◆ Do this: Starting with the first line of the items and going through the line that contains "(1089, 208)", write out every line again, requests included. Scale each coordinate in the answers by 1.75, rounding to whole numbers with halves rounded up.

[Records from a data source]
——

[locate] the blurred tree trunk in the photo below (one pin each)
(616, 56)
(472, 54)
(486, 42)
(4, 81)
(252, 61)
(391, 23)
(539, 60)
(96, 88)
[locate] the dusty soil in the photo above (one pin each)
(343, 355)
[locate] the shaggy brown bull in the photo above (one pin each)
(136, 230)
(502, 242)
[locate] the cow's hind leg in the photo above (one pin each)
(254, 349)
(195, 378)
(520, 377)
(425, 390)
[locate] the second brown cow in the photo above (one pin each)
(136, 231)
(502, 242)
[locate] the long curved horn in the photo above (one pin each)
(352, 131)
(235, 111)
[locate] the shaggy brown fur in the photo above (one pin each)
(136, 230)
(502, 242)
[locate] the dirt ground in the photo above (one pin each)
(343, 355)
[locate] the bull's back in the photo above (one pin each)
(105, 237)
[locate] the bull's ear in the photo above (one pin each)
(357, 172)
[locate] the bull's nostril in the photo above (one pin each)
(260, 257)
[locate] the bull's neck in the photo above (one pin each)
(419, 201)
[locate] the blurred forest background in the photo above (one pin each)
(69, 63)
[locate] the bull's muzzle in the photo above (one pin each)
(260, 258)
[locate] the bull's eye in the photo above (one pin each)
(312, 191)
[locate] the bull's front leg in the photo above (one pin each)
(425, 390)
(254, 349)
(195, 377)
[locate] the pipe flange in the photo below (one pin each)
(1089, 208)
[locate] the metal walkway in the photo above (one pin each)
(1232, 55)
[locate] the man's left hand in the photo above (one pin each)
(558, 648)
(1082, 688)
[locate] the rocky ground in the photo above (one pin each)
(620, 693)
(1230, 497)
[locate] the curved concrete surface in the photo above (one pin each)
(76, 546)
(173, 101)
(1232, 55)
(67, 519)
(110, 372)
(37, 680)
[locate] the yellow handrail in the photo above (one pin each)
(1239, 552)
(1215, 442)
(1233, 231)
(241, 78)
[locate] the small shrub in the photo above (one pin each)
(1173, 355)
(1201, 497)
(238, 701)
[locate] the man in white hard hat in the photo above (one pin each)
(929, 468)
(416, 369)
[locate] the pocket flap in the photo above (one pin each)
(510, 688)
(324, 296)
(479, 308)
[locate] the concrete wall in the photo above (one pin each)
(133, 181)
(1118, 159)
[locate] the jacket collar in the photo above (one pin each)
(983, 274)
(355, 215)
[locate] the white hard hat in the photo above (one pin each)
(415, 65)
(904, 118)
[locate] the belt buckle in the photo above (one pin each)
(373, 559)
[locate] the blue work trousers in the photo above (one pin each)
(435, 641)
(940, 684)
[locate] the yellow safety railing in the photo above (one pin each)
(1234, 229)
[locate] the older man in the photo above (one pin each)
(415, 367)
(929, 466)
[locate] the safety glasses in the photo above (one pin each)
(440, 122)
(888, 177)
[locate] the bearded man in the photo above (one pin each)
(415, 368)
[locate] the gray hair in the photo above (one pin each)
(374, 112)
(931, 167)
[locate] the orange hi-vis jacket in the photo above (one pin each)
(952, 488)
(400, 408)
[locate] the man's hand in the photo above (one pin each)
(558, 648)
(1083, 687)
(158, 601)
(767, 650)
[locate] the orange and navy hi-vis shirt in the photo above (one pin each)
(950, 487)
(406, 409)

——

◆ Result below:
[locate] the blurred tree trunk in the photo below (one pin each)
(1078, 98)
(826, 95)
(851, 74)
(7, 142)
(441, 107)
(684, 40)
(943, 105)
(168, 154)
[locate] the dusty soil in the photo above (one pin each)
(600, 621)
[locate] the shaggy brown bull in the photo above (one pin each)
(238, 403)
(879, 424)
[locate] the cow's hind leg in the photo above (one pin each)
(445, 611)
(341, 662)
(910, 660)
(744, 683)
[locate] the second brown cow in the photo above (one pin each)
(238, 404)
(879, 424)
[locate] the long curved horn in the photo above (one pin each)
(616, 229)
(411, 194)
[locate] the shaggy brown fur in the photo above (one pin each)
(238, 403)
(879, 424)
[locate] the dirt ground in the photo above (one pin each)
(600, 621)
[locate] the bull's back in the photo above (one pin each)
(184, 415)
[locate] the bull's ear in the photo above (one pin each)
(625, 301)
[locate] the bull's nostril in the photo above (one pin each)
(455, 450)
[locate] the bull's neck in the photo above (one pin each)
(733, 352)
[locate] the blurred forest background in the photo above (one pin each)
(121, 110)
[locate] the bull's muzzle in the photo above (one pin each)
(455, 452)
[locate] the bull's eye in the photo above (one pin each)
(546, 334)
[locate] the bull's front leg in the photo above (one pin each)
(744, 683)
(445, 611)
(341, 660)
[locate] the pipe flange in the photo below (one pin each)
(1906, 364)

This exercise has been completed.